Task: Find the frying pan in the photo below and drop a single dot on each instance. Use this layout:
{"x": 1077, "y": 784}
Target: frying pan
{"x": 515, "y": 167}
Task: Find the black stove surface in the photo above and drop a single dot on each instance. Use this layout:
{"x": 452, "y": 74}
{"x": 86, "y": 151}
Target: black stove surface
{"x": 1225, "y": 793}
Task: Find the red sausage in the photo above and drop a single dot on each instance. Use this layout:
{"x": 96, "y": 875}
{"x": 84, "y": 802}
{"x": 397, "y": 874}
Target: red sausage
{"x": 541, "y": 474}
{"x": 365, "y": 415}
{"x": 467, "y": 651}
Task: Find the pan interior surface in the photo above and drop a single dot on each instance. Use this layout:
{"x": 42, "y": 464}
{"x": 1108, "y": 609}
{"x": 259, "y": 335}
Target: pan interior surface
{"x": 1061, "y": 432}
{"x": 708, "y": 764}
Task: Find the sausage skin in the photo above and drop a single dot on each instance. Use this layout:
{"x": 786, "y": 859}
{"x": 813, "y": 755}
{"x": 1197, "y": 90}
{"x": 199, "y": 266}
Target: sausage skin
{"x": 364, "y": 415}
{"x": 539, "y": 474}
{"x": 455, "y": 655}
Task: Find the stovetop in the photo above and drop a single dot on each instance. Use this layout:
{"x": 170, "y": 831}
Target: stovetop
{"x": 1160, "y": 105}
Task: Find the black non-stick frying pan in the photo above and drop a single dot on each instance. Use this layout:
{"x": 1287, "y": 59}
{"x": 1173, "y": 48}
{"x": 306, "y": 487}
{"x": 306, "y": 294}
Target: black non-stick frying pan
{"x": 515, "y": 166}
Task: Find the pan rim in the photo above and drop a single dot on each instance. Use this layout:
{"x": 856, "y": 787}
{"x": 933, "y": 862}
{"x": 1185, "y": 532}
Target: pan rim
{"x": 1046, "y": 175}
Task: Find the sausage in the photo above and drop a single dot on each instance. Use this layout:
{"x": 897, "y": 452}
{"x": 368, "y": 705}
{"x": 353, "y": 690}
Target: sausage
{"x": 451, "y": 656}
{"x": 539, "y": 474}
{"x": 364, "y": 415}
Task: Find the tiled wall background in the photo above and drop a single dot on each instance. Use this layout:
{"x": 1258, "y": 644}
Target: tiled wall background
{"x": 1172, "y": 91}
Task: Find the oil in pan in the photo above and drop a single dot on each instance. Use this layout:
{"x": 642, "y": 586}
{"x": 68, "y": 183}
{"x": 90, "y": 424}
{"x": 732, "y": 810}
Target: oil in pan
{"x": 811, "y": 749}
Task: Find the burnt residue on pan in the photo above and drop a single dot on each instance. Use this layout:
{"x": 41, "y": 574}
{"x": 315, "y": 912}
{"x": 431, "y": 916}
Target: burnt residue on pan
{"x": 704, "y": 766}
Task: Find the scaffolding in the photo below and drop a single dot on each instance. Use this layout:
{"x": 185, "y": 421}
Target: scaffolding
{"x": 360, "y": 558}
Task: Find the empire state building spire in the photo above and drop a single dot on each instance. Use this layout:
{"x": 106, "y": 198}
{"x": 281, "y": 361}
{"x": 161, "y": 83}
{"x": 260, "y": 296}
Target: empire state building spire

STATED EXERCISE> Reproduce every line of the data above word for word, in the same order.

SOLUTION FOR THIS PROBLEM>
Task: Find the frying pan in the photo below and drop a single dot on each instance. Use this layout:
{"x": 1077, "y": 784}
Target: frying pan
{"x": 515, "y": 167}
Task: Find the black stove surface in the photo above and drop a single dot on each instance. Use this layout:
{"x": 452, "y": 74}
{"x": 86, "y": 151}
Target: black stove surface
{"x": 1225, "y": 793}
Task: Find the red sausage in the photo above and drop a single dot on each instance. Use this layout:
{"x": 96, "y": 875}
{"x": 84, "y": 802}
{"x": 397, "y": 874}
Target: red sausage
{"x": 541, "y": 474}
{"x": 365, "y": 415}
{"x": 467, "y": 651}
Task: Find the pan interior surface in the photo above and drop a single dot on each instance. Use this layout:
{"x": 42, "y": 464}
{"x": 1108, "y": 609}
{"x": 259, "y": 335}
Target: pan interior surface
{"x": 1061, "y": 432}
{"x": 708, "y": 764}
Task: Find the sausage skin in the photo above and drop a single dot on each instance. Use this layout:
{"x": 786, "y": 859}
{"x": 813, "y": 755}
{"x": 1197, "y": 90}
{"x": 199, "y": 266}
Target: sausage skin
{"x": 364, "y": 415}
{"x": 539, "y": 474}
{"x": 455, "y": 655}
Task: Find the stovetop in the photo above and drop a single dot on each instance. Use this layout:
{"x": 170, "y": 831}
Target: stovetop
{"x": 1160, "y": 105}
Task: Find the black non-stick frying pan in the photo above and drop a single dot on each instance. Use this layout:
{"x": 1287, "y": 59}
{"x": 1173, "y": 48}
{"x": 306, "y": 487}
{"x": 306, "y": 294}
Target: black non-stick frying pan
{"x": 515, "y": 166}
Task: Find the pan rim in the photo above and drop a single dot on each instance. Use this layout:
{"x": 856, "y": 787}
{"x": 933, "y": 862}
{"x": 1185, "y": 532}
Target: pan rim
{"x": 1046, "y": 175}
Task: Find the sausage in the photo above and drop a single dot on each instance. Use this layout:
{"x": 897, "y": 452}
{"x": 368, "y": 705}
{"x": 353, "y": 690}
Target: sausage
{"x": 451, "y": 656}
{"x": 539, "y": 474}
{"x": 364, "y": 415}
Task: Find the tiled wall background in the photo above and drop a single dot on each instance. Use this layout:
{"x": 1258, "y": 644}
Target: tiled wall background
{"x": 1172, "y": 91}
Task: Find the oil in pan in the photo above and drop a single dot on each instance. Use this layout:
{"x": 642, "y": 586}
{"x": 68, "y": 183}
{"x": 90, "y": 424}
{"x": 732, "y": 810}
Target: oil in pan
{"x": 811, "y": 749}
Task: Find the burnt residue on pan in the photo above and drop a single dot on each instance. Use this layout:
{"x": 41, "y": 574}
{"x": 315, "y": 912}
{"x": 431, "y": 916}
Target: burnt residue on pan
{"x": 704, "y": 766}
Task: Find the scaffolding in the photo below and drop a single dot on each instance. Use this layout:
{"x": 185, "y": 421}
Target: scaffolding
{"x": 360, "y": 558}
Task: Find the empire state building spire in the photo above and drop a single dot on each instance. Use this layout:
{"x": 106, "y": 198}
{"x": 281, "y": 361}
{"x": 161, "y": 83}
{"x": 260, "y": 296}
Target: empire state building spire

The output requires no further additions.